- _Trecho do documento_:
◆ ◆ ◆ ◆ ◆

E se a Dilma resolvesse “mandar flores ao Delegado” no próximo debate?


                                                                                          Paulo Carrano

Professor da Universidade Federal Fluminense

Ted Boy Marino, astro do Telecatch, desfere golpe em oponente em luta nos anos 60.

A campanha eleitoral se transformou em vale tudo, briga de rua, Telecatch. Aliás este último parece definir mais o conjunto da obra. Para os mais recentemente chegados ao mundo, o Telecatch foi um programa de televisão criado na extinta TV Excelsior do Rio de Janeiro, o canal 2, que exibia luta-livre e, que, como bem definiram na Wikipédia, era um programa que combinava encenação teatral, combate e circo. É triste ver que o espetáculo dos debates encontra reforço mas também vida própria nas redes sociais com peças publicitárias de “desconstrução” de candidatos produzidos. Nisso as duas candidaturas desse segundo turno de 2014 se especializaram. Não digo apenas dos debates mas também nas redes de intriga e xingamentos mútuos da internet. Entre robôs programados do Aécio e blogueiros “progressistas” teleguiados da Dilma, perderemos todos.

Ainda assim, voto em Dilma para não aprofundarmos a desigualdade neste país e não nos reencontrarmos com o passado das privatizações e entrega das chaves do país às elites econômicas.

Pelo que está dito nos jornais de hoje as coordenações de campanha das duas candidaturas, seguindo orientações dos feiticeiros do marketing eleitoral,  insistirão em produzir o espetáculo de agressões pessoais que escarafuncham o passado de cada um dos oponentes e renunciam ao bom debate de ideias e propostas para o país. E a orientação é seguir com a rinha ao rés-do-chão mesmo após os resultados de sondagens que apontam que o eleitor comum já está com náuseas do cheiro ruim que emana dos debates. A representação é a do nivelamento por baixo: “são todos iguais”, “político é tudo a mesma coisa”, “é o roto falando do esfarrapado”, “o sujo do mal lavado”…. Tudo e mais um pouco se pode dizer desta elite do marketing eleitoral que é remunerada a peso de ouro para produzir agradáveis imagens e não necessariamente disseminar propostas e ideias que possam ampliar a reflexividade dos eleitores. Mas, verdade seja dita, não há ingênuos no mercado dos marqueteiros.  Trata-se, assim, do esforço de construir imagens de desconstrução do adversário aumentando a rejeição da outra candidatura. O risco é calculado, portanto. Em alguma medida, esta sempre é uma operação arriscada. Pode-se errar a mão na agressividade dos ataques e perder votos. Parece não ser decisivo que indecisos se tornem desinteressados desde que isso aumente a rejeição daquele ou daquela que se quer desconstruir.

◆ ◆ ◆ ◆ ◆

- _Entradas de dados extraídas_:
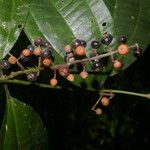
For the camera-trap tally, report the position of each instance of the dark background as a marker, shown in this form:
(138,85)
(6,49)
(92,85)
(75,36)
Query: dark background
(67,115)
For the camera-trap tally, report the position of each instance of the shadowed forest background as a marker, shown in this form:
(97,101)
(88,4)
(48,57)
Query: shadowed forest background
(71,124)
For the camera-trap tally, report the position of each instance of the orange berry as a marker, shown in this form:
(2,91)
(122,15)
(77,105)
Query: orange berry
(80,50)
(117,64)
(98,111)
(53,82)
(123,49)
(70,77)
(67,48)
(47,62)
(105,101)
(84,74)
(64,71)
(26,52)
(37,51)
(12,60)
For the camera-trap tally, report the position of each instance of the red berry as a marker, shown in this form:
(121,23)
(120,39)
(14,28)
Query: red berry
(70,77)
(47,62)
(64,71)
(37,51)
(123,49)
(53,82)
(12,60)
(84,74)
(117,64)
(26,52)
(105,101)
(80,50)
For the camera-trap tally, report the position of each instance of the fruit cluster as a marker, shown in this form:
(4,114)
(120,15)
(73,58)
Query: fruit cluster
(75,53)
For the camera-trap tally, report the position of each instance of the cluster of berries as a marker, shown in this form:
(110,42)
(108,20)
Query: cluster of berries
(74,52)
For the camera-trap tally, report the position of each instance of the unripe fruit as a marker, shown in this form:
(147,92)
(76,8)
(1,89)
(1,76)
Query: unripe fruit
(122,39)
(32,76)
(95,44)
(83,43)
(37,51)
(117,64)
(123,49)
(12,60)
(26,52)
(67,49)
(53,82)
(105,101)
(4,64)
(80,50)
(76,43)
(84,74)
(70,77)
(47,62)
(98,111)
(64,71)
(38,41)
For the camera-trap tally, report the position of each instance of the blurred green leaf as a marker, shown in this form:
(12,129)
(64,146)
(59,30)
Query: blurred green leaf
(22,128)
(60,22)
(13,15)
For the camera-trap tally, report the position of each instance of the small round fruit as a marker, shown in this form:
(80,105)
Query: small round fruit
(76,43)
(26,52)
(138,53)
(12,60)
(95,44)
(97,66)
(70,77)
(98,111)
(37,51)
(117,64)
(123,49)
(106,39)
(46,53)
(38,41)
(122,39)
(47,62)
(30,48)
(32,76)
(64,71)
(84,74)
(4,64)
(53,82)
(67,49)
(80,50)
(105,101)
(83,43)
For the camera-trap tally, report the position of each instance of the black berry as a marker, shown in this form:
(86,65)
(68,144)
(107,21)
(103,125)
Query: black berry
(30,48)
(46,53)
(95,44)
(107,39)
(4,64)
(83,43)
(76,43)
(97,66)
(32,76)
(122,39)
(138,53)
(38,41)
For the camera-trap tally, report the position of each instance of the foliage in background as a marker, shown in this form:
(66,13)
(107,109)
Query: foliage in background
(66,117)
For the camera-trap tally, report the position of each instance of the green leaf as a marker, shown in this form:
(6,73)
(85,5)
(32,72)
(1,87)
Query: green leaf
(22,128)
(13,15)
(62,21)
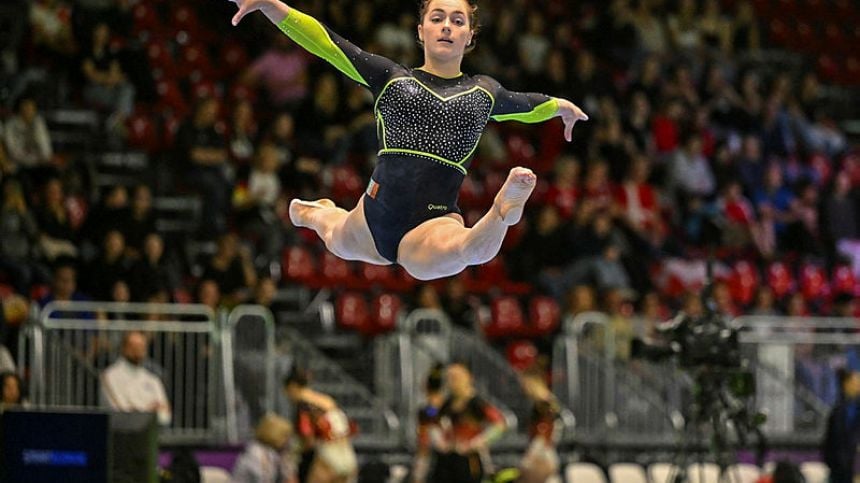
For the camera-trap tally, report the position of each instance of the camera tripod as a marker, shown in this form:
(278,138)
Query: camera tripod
(717,426)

◆ ◆ ◆ ◆ ◆

Responda às perguntas abaixo com base no texto sobre os debates da eleição de 2014.
(a) Em qual emissora o Telecatch foi criado?
(b) Em qual candidata o texto declara voto?
(c) Segundo os jornais citados, o que as coordenações das duas campanhas insistirão em produzir?

(a) Na extinta TV Excelsior do Rio de Janeiro, o canal 2.
(b) Em Dilma.
(c) O espetáculo de agressões pessoais que escarafuncham o passado de cada um dos oponentes.